◆ **What you need to do**
List every line in the records that contains the word "suit".

(Point labeling examples)
────

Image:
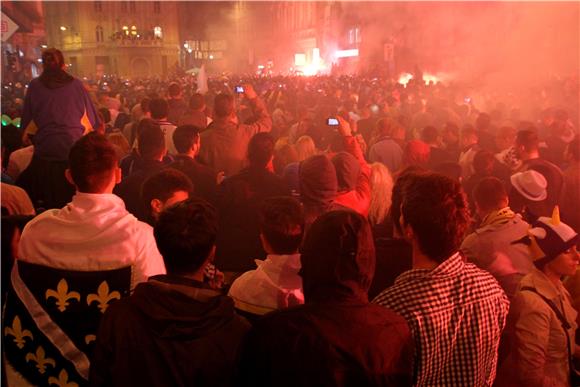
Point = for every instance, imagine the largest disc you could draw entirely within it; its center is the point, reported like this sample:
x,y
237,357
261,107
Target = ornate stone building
x,y
127,38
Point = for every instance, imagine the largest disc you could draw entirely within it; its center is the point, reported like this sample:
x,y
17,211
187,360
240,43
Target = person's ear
x,y
118,175
68,177
156,206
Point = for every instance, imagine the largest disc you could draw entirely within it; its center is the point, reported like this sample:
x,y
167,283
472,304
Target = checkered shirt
x,y
456,313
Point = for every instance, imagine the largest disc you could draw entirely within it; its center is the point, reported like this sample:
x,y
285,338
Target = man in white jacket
x,y
94,231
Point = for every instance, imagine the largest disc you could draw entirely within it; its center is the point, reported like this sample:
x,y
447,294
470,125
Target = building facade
x,y
125,38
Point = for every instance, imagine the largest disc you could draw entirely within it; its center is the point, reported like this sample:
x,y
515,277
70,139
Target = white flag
x,y
202,80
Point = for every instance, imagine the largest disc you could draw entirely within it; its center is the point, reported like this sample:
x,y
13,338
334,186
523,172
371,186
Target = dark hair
x,y
574,148
145,105
52,59
163,184
92,162
105,114
196,101
436,209
159,108
483,162
260,149
151,140
399,188
223,105
53,75
489,193
282,223
528,138
184,137
429,134
185,234
174,89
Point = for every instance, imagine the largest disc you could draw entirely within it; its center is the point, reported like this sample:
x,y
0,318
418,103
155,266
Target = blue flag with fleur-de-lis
x,y
51,320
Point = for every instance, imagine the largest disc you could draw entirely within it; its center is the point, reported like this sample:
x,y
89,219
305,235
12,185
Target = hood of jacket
x,y
180,308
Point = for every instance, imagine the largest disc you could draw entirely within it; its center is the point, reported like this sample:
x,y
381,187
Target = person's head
x,y
105,115
430,135
260,150
385,126
197,102
174,90
381,192
151,140
224,106
120,143
317,180
185,234
505,138
186,139
93,165
159,108
527,144
338,258
468,136
434,215
531,185
489,195
450,134
416,152
347,171
483,163
52,60
573,151
483,122
402,181
553,246
145,107
163,189
305,147
281,225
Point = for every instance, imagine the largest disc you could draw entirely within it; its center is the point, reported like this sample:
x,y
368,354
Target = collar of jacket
x,y
543,285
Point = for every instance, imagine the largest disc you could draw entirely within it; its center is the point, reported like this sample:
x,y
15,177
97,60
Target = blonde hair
x,y
381,193
305,147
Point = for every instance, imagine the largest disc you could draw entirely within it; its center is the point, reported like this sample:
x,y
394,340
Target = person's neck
x,y
531,155
554,278
191,154
420,260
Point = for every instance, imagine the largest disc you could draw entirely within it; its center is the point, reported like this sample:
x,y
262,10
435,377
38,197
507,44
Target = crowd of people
x,y
326,230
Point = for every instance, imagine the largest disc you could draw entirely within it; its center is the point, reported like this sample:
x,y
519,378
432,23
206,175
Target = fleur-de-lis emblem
x,y
62,380
62,295
89,339
40,359
18,333
103,296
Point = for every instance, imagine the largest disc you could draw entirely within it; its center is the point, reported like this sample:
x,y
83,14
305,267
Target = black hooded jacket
x,y
171,332
336,338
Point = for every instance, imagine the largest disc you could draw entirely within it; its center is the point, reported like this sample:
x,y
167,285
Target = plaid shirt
x,y
456,313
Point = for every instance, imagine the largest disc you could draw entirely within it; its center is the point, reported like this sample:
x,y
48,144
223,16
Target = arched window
x,y
99,34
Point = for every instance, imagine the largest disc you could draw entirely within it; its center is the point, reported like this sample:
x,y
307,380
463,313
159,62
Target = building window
x,y
99,34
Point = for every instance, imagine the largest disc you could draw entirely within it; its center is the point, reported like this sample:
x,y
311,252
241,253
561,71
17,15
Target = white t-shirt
x,y
93,232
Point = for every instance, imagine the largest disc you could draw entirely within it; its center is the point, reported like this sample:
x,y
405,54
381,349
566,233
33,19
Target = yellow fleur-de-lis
x,y
62,295
90,338
103,296
40,359
62,380
18,333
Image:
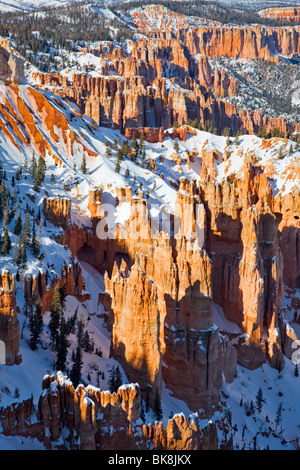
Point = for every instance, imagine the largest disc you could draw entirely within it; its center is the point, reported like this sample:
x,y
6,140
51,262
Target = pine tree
x,y
280,154
87,344
157,406
83,165
119,379
19,256
55,315
40,173
108,152
6,243
18,224
142,413
33,167
278,419
80,333
117,167
62,349
119,155
236,140
26,230
75,373
35,326
259,400
115,379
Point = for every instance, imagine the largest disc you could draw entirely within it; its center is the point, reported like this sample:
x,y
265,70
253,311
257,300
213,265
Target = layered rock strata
x,y
99,420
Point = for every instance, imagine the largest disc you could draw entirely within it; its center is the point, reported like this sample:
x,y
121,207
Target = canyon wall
x,y
139,92
9,324
99,420
11,64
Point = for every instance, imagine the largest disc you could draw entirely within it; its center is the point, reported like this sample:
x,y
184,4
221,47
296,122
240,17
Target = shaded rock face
x,y
170,280
99,420
11,65
9,324
138,92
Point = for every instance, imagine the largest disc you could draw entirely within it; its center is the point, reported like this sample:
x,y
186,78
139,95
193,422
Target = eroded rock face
x,y
139,93
11,65
9,324
99,420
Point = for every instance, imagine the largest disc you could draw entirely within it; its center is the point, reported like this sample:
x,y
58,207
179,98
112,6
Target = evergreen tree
x,y
259,400
108,152
236,140
75,373
280,154
115,379
40,173
62,349
19,256
18,224
80,333
147,402
278,419
119,379
33,167
119,155
143,157
55,315
117,167
26,230
87,343
157,406
83,165
6,243
142,413
35,326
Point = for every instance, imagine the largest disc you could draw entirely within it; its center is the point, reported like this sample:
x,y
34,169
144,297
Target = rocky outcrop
x,y
39,286
99,420
11,64
286,14
9,324
169,288
57,210
134,90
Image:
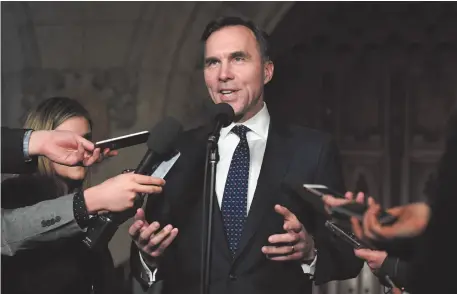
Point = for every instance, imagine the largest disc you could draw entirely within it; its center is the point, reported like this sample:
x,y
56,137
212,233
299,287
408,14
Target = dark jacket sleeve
x,y
397,270
335,258
12,153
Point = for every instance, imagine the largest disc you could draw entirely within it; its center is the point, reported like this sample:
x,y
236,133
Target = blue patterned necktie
x,y
234,202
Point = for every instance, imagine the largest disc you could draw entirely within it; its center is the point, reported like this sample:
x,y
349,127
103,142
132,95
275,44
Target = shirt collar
x,y
259,124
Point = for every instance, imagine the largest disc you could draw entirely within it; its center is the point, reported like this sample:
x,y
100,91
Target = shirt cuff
x,y
151,274
80,209
311,268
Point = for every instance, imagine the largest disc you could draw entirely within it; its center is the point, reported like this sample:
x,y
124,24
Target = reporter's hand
x,y
151,241
300,244
374,258
63,147
119,193
412,219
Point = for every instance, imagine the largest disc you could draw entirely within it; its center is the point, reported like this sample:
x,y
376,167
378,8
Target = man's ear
x,y
268,69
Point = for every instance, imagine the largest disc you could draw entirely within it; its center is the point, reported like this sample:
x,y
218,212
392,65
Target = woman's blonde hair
x,y
48,115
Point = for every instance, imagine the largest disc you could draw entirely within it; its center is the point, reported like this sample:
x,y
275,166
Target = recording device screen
x,y
350,209
123,141
345,235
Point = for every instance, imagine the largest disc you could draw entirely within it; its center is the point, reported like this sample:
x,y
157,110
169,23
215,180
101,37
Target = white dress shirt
x,y
259,125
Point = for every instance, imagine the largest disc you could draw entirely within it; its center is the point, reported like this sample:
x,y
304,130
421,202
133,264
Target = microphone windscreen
x,y
223,112
163,135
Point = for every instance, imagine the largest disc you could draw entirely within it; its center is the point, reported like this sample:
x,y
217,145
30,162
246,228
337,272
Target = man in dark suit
x,y
265,239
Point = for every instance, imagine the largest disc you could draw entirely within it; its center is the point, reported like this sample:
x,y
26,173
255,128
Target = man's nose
x,y
225,73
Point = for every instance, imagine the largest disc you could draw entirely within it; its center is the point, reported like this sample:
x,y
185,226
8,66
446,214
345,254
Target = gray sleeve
x,y
26,227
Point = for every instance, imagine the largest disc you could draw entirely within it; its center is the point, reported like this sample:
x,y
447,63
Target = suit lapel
x,y
277,157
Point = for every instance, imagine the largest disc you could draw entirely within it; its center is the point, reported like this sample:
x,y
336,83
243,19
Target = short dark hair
x,y
228,21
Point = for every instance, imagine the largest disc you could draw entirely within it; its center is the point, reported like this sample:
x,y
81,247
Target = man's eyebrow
x,y
210,59
240,54
87,136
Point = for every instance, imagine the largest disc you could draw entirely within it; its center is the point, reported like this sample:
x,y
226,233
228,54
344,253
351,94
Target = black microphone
x,y
161,146
222,115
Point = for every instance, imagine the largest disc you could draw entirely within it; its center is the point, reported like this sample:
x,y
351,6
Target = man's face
x,y
234,70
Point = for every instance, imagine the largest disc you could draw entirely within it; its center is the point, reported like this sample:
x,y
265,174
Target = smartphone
x,y
346,236
123,141
350,209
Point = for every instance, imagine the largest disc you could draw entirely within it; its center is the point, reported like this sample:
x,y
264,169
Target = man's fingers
x,y
371,201
148,189
363,253
283,238
332,201
360,197
395,211
371,223
349,195
295,256
294,226
148,232
165,243
93,158
160,236
148,180
134,229
140,215
87,145
273,250
356,228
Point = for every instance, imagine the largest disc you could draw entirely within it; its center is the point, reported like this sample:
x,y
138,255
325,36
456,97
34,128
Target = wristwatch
x,y
25,145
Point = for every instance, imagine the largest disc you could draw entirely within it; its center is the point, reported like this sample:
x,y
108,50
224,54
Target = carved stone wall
x,y
381,77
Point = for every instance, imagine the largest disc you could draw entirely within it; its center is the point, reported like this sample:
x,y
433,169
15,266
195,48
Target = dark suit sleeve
x,y
398,271
335,258
12,153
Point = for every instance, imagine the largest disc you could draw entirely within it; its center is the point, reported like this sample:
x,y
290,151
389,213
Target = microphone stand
x,y
212,157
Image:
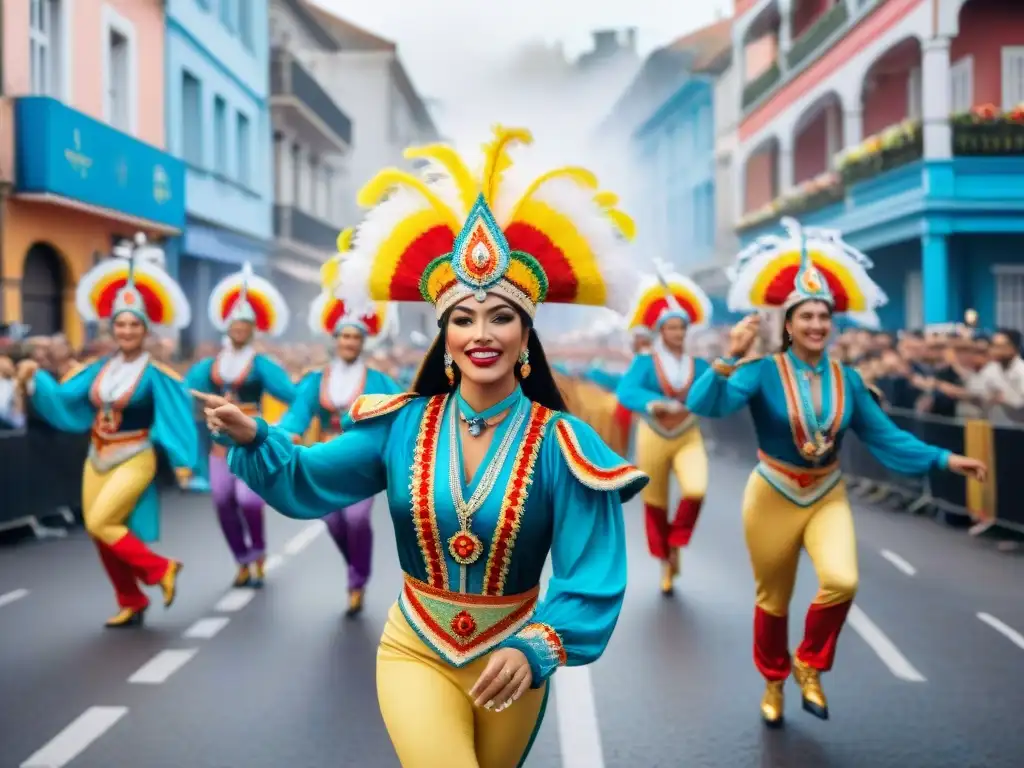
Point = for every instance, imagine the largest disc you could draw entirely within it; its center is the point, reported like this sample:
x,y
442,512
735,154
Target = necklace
x,y
465,547
477,422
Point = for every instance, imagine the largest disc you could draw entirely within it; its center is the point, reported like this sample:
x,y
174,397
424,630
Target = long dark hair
x,y
540,386
786,339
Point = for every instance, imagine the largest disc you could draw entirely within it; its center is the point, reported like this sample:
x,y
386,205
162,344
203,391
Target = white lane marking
x,y
578,734
73,740
899,562
13,596
883,646
204,629
304,538
1006,630
162,666
235,600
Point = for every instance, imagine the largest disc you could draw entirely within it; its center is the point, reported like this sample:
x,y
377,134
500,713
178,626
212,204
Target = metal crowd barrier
x,y
998,502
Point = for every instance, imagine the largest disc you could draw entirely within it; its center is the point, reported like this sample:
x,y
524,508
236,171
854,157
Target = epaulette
x,y
374,406
78,368
166,370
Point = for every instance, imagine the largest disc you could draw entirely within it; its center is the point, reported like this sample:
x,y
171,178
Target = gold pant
x,y
660,458
110,498
429,716
776,529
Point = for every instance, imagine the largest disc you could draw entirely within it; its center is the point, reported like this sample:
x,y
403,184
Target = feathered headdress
x,y
247,297
805,264
133,282
452,235
665,295
329,314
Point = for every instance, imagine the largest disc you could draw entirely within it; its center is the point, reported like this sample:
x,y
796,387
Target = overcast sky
x,y
444,47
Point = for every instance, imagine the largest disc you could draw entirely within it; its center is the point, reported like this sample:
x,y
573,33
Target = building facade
x,y
897,122
312,138
82,158
387,115
218,123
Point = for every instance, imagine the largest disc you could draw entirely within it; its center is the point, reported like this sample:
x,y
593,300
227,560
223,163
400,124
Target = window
x,y
913,94
1009,298
46,37
117,80
220,134
1013,77
246,24
192,120
962,85
913,300
243,147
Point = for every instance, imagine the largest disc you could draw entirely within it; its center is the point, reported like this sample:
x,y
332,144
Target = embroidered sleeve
x,y
375,406
593,463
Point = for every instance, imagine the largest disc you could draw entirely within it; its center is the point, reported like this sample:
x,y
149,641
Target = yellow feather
x,y
624,221
497,159
345,240
377,188
581,175
455,165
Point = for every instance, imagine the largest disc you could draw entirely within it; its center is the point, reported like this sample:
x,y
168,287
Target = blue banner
x,y
65,153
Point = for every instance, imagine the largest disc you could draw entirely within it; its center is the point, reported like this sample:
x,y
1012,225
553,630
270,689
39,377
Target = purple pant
x,y
352,534
240,512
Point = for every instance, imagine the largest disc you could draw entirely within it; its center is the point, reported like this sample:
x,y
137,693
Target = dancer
x,y
668,437
242,305
326,394
803,402
131,404
484,473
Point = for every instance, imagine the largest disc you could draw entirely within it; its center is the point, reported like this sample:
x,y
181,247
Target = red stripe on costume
x,y
154,307
404,284
516,492
783,283
562,283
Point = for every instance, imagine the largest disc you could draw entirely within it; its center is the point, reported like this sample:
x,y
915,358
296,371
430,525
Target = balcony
x,y
295,225
298,99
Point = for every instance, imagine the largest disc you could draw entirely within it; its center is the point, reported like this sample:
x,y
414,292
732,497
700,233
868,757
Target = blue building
x,y
218,123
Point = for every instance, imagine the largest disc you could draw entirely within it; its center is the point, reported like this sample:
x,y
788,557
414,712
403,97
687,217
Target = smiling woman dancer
x,y
326,393
484,473
803,402
242,305
668,437
132,404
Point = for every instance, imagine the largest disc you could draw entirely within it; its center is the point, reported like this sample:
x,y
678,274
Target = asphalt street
x,y
929,674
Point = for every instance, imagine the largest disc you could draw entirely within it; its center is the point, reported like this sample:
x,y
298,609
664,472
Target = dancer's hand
x,y
225,419
506,677
972,468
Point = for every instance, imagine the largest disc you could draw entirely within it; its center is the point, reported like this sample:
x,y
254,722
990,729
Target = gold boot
x,y
809,680
169,584
126,617
772,704
259,571
354,603
244,577
668,574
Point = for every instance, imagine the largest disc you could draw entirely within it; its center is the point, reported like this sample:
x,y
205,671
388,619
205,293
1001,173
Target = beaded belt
x,y
462,628
802,485
109,450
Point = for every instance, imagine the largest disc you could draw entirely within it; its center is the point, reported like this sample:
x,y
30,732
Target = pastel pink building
x,y
81,132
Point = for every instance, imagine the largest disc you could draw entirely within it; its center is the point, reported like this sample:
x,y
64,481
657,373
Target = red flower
x,y
463,625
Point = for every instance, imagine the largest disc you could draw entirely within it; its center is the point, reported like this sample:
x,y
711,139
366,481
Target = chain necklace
x,y
465,547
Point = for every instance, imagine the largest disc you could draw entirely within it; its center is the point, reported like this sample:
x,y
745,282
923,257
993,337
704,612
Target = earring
x,y
524,368
449,371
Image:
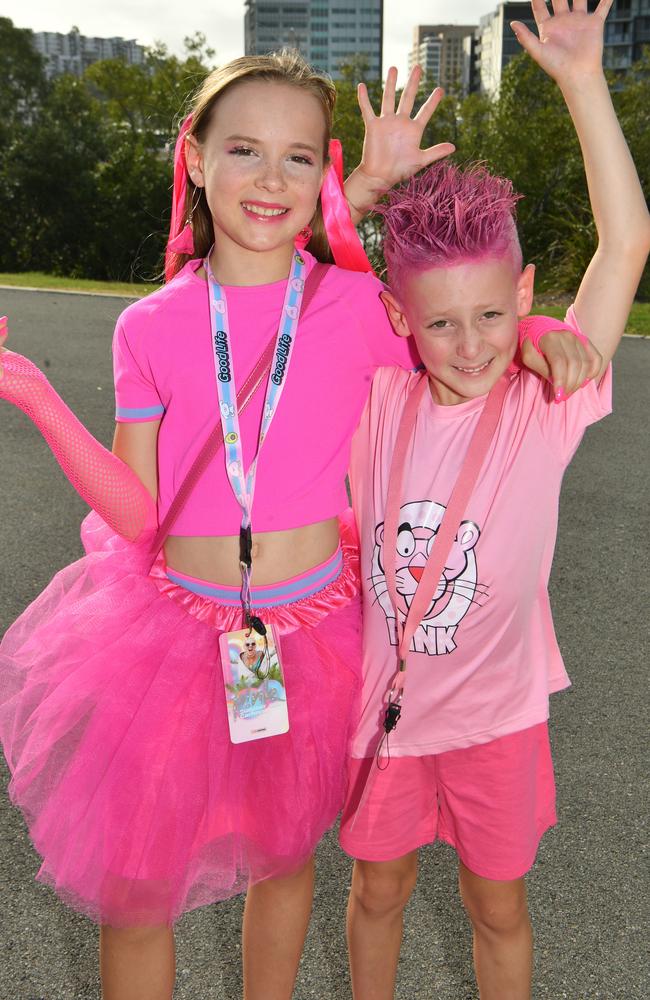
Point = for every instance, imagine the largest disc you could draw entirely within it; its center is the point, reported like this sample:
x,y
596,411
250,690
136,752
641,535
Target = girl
x,y
113,710
469,759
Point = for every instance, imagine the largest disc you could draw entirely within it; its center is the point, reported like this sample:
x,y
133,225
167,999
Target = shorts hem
x,y
502,875
379,855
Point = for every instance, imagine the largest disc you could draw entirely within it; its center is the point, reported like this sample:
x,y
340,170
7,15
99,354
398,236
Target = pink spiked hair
x,y
446,216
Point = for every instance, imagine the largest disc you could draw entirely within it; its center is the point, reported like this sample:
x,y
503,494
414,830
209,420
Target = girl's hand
x,y
570,43
391,146
20,379
4,330
567,363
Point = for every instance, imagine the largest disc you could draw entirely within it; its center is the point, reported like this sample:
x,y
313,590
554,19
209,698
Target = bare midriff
x,y
277,555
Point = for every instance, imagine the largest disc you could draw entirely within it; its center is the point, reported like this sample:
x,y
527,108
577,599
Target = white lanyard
x,y
242,482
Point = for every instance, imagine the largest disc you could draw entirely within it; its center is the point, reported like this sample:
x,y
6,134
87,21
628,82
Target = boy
x,y
469,758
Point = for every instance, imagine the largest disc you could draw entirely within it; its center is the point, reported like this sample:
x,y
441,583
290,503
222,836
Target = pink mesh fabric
x,y
100,478
114,725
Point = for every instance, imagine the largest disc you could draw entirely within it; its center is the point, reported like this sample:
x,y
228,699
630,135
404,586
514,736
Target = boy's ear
x,y
194,160
525,290
396,314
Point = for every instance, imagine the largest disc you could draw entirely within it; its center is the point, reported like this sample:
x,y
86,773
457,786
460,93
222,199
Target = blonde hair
x,y
287,67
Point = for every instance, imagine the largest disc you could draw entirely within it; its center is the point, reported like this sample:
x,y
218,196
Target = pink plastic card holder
x,y
254,686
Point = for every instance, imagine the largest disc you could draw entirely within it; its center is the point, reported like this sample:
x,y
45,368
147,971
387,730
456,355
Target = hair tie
x,y
342,235
180,231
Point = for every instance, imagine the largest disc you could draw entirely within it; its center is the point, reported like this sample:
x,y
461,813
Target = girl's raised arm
x,y
102,479
570,50
392,142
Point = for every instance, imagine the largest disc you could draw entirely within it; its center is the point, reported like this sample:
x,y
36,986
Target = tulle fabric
x,y
113,721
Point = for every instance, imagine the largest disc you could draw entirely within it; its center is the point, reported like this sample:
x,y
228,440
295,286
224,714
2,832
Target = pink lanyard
x,y
460,496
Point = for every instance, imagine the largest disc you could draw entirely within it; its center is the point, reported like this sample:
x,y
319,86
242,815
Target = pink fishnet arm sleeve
x,y
100,478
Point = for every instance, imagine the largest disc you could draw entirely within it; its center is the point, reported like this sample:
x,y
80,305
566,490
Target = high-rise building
x,y
443,52
73,52
496,44
328,33
626,32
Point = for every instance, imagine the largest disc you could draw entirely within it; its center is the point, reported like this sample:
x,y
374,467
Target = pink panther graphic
x,y
457,589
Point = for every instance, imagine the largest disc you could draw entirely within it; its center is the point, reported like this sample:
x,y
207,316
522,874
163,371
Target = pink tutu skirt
x,y
113,721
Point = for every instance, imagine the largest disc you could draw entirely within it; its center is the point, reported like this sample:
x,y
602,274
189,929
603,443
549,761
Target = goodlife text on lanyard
x,y
455,510
242,482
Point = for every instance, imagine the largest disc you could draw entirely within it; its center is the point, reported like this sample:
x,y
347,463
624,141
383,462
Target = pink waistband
x,y
270,595
302,602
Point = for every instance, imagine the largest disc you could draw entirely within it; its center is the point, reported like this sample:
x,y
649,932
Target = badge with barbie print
x,y
256,698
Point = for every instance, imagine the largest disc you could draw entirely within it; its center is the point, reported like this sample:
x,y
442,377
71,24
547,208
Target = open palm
x,y
570,42
391,147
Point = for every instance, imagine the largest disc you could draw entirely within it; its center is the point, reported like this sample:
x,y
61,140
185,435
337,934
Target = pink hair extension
x,y
446,216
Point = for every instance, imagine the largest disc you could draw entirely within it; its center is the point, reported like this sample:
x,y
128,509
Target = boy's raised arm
x,y
570,49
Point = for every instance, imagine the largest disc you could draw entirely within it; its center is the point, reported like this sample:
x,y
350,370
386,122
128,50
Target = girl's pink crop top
x,y
164,370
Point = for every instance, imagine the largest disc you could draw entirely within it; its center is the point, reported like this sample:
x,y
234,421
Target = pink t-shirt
x,y
164,370
485,656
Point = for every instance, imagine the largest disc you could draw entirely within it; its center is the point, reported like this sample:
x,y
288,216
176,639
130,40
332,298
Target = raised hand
x,y
392,144
3,336
570,43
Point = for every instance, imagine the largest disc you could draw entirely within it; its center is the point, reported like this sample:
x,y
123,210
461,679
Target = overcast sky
x,y
221,20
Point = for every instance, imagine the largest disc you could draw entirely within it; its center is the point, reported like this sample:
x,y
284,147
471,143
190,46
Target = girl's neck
x,y
235,265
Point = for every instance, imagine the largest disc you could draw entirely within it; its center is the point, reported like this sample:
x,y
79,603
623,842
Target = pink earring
x,y
303,237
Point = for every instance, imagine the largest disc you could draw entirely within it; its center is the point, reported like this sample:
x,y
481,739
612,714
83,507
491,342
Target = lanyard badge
x,y
264,666
242,482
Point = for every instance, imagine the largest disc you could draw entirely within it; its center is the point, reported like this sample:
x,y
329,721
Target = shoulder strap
x,y
214,441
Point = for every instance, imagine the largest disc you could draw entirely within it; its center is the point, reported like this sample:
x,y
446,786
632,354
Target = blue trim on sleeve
x,y
138,412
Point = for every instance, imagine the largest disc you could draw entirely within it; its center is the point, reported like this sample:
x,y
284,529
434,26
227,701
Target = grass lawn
x,y
548,303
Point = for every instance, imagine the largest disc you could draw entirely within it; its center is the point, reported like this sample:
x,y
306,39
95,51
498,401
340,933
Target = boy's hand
x,y
567,363
391,146
570,43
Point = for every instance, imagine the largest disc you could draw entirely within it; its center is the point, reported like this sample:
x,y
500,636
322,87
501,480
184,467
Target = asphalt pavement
x,y
589,888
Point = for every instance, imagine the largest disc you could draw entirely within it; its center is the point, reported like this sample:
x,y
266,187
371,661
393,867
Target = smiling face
x,y
464,321
261,164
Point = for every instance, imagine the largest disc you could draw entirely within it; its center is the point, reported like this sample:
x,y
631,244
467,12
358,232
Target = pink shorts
x,y
491,802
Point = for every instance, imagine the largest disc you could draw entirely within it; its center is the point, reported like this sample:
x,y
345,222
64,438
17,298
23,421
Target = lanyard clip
x,y
392,714
246,547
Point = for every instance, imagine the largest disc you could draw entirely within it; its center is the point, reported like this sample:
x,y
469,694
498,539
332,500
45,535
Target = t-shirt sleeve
x,y
563,424
136,395
385,348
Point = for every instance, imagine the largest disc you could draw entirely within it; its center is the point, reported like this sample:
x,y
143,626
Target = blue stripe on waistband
x,y
275,594
138,412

────

◆ **Completed task**
Target = man in dark suit
Target = suit lapel
Target = dark suit sleeve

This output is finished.